- [Dataset excerpts]
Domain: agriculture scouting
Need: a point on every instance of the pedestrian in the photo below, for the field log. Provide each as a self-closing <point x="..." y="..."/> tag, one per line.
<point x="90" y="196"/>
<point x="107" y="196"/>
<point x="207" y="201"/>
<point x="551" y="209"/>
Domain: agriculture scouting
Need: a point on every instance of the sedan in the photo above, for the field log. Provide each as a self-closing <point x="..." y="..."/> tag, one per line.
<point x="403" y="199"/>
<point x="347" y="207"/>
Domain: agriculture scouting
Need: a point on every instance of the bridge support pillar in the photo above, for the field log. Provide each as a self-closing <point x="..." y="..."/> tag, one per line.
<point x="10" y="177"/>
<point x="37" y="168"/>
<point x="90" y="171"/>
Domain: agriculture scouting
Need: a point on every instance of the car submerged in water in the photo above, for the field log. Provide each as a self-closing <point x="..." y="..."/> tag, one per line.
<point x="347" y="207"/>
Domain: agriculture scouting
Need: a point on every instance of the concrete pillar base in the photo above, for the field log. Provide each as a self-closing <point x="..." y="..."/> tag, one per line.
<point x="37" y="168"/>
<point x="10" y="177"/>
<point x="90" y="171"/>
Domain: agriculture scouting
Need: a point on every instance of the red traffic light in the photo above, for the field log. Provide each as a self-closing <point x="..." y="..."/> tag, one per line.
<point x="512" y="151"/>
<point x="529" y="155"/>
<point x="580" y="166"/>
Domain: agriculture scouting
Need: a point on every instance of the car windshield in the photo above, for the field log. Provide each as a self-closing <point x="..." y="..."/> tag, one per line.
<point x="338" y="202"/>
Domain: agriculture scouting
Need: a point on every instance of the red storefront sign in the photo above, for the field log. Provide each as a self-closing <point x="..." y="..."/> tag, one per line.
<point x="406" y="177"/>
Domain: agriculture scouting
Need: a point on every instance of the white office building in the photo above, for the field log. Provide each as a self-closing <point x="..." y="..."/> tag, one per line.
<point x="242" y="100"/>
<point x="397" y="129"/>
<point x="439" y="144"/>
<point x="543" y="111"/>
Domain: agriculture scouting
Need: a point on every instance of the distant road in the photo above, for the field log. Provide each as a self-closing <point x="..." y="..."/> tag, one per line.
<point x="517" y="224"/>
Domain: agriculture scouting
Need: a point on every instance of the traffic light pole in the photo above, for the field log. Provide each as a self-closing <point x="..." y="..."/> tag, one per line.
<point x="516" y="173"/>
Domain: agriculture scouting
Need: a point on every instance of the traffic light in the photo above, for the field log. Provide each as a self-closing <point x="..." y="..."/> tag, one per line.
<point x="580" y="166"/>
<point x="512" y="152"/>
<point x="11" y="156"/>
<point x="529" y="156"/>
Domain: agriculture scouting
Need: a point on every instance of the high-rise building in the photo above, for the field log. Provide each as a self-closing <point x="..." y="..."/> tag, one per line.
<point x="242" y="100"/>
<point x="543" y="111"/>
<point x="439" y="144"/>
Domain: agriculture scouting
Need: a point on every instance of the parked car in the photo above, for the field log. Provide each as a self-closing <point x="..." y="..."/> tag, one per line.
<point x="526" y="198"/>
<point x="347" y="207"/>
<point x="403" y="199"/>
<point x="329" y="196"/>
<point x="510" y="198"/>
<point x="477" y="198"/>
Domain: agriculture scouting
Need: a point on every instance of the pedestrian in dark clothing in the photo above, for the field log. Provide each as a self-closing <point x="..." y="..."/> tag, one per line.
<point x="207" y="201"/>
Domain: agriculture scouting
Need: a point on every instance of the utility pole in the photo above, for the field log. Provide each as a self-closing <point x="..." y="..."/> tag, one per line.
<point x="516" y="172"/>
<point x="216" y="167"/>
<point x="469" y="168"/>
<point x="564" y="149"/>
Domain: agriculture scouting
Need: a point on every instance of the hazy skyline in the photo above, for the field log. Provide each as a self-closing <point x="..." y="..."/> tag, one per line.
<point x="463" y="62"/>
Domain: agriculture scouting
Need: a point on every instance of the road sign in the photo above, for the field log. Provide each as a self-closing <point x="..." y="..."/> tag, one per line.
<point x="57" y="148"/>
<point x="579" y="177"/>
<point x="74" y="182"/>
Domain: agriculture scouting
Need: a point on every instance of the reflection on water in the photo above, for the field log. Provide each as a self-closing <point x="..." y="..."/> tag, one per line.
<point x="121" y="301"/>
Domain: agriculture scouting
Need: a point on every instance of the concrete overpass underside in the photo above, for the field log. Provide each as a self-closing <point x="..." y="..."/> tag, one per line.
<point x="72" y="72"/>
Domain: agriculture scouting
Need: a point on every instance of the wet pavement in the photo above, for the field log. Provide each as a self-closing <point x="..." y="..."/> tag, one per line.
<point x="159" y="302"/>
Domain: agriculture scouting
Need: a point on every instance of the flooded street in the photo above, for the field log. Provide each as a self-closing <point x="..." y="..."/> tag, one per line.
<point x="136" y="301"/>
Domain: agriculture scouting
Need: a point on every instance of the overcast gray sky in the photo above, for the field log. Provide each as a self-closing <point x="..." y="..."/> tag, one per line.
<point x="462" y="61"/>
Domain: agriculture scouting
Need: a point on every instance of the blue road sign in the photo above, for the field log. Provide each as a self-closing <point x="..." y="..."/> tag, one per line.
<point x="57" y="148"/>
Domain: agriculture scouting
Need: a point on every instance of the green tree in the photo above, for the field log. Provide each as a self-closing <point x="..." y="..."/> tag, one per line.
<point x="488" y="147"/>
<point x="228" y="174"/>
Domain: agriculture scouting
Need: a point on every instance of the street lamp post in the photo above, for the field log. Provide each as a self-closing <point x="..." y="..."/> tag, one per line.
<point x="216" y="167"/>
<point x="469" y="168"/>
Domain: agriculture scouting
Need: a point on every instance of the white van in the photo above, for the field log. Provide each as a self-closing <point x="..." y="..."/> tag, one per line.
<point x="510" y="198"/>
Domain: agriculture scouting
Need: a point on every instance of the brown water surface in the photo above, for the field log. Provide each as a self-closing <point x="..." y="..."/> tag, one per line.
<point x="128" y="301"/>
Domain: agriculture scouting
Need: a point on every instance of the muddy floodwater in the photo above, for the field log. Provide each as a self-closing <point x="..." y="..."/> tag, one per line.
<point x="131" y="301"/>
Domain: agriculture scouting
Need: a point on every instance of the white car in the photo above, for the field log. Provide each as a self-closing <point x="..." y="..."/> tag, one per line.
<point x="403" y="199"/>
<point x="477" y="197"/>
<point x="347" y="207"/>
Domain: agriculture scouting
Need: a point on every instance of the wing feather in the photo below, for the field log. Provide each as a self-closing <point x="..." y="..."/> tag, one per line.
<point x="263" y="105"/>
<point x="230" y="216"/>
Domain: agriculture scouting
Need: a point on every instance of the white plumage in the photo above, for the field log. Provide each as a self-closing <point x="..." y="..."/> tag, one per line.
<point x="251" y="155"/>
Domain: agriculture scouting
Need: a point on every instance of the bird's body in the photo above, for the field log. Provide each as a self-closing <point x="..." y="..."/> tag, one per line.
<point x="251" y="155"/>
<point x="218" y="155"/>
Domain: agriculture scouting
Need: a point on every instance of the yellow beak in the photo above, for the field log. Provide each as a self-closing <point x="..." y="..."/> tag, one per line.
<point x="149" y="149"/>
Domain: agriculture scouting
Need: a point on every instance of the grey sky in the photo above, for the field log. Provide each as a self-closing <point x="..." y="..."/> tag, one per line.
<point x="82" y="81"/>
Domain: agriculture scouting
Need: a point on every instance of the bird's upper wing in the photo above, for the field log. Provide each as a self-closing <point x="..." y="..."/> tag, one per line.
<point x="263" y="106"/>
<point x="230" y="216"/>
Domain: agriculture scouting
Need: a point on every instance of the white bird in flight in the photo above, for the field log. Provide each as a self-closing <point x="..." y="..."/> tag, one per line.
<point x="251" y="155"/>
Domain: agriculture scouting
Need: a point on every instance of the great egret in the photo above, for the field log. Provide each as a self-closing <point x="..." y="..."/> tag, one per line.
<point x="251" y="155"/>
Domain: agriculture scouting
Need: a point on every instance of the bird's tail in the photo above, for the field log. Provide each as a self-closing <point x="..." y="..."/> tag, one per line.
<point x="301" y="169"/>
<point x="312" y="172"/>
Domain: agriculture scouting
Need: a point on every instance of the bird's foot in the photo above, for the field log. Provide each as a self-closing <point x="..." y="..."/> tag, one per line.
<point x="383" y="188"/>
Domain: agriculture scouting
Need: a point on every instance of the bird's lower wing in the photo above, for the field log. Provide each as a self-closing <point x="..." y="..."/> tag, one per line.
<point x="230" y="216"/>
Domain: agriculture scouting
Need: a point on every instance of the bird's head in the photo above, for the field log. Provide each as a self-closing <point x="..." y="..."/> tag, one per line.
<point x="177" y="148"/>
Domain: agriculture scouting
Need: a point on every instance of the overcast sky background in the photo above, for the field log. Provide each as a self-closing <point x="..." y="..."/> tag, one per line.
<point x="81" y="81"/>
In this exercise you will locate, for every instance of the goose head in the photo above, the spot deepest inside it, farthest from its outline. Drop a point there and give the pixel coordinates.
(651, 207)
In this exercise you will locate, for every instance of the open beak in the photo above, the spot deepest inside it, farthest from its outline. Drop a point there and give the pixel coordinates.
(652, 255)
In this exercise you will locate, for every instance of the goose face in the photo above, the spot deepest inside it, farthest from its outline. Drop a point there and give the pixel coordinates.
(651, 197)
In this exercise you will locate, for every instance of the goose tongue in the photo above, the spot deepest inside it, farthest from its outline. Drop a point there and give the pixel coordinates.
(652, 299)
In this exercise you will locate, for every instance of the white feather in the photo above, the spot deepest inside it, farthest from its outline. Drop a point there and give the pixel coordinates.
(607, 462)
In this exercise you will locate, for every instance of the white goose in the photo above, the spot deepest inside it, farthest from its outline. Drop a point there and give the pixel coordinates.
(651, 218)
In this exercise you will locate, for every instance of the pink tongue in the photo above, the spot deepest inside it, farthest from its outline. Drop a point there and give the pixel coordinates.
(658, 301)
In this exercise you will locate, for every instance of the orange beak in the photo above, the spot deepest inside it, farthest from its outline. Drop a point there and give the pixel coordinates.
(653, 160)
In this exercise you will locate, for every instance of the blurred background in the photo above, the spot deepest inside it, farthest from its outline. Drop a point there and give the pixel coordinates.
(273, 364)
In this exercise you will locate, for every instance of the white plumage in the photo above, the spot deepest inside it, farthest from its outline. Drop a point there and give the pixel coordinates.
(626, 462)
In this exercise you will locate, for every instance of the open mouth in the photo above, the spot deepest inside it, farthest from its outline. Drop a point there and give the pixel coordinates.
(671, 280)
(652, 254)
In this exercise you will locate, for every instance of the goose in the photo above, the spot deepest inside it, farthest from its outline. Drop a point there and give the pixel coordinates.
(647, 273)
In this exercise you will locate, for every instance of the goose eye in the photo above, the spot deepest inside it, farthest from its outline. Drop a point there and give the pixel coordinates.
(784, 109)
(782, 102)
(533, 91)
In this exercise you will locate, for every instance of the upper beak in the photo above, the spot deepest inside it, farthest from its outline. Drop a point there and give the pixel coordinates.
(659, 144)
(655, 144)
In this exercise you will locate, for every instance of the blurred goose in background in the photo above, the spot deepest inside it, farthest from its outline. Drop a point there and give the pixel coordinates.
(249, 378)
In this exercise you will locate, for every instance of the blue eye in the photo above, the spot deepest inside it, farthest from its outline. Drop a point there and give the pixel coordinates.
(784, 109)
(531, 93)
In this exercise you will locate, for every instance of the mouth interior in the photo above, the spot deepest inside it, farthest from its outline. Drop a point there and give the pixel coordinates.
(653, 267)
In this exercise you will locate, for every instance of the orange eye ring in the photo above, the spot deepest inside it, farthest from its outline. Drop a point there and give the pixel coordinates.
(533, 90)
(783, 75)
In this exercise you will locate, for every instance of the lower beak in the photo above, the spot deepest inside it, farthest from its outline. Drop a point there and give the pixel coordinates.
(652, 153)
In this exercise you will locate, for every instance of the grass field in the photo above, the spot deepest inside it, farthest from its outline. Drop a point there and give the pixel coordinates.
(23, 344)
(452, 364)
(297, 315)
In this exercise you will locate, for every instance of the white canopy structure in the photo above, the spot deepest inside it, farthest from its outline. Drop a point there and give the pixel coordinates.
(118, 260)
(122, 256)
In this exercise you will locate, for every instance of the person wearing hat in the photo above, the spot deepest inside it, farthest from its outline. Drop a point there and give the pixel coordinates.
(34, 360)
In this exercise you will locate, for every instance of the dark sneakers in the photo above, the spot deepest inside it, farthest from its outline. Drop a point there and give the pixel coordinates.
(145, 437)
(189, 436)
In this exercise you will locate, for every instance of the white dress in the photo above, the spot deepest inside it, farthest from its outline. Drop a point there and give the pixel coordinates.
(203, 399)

- [Written instruction]
Your task is to extract the lines running from the one with "of the dark" to the end of the material, inclusive, copying each exactly and adding nothing.

- [Problem solution]
In this exercise you will locate, for every instance of the dark sneakers in the photo above, the spot deepest inside it, farthest from its outline. Drop a point there and give the pixel coordinates.
(145, 437)
(189, 436)
In this exercise you will locate, for every instance of the white dress in the photo above, the spot deepest inside it, farthest from its outline. Drop a point there and give the pixel coordinates.
(203, 399)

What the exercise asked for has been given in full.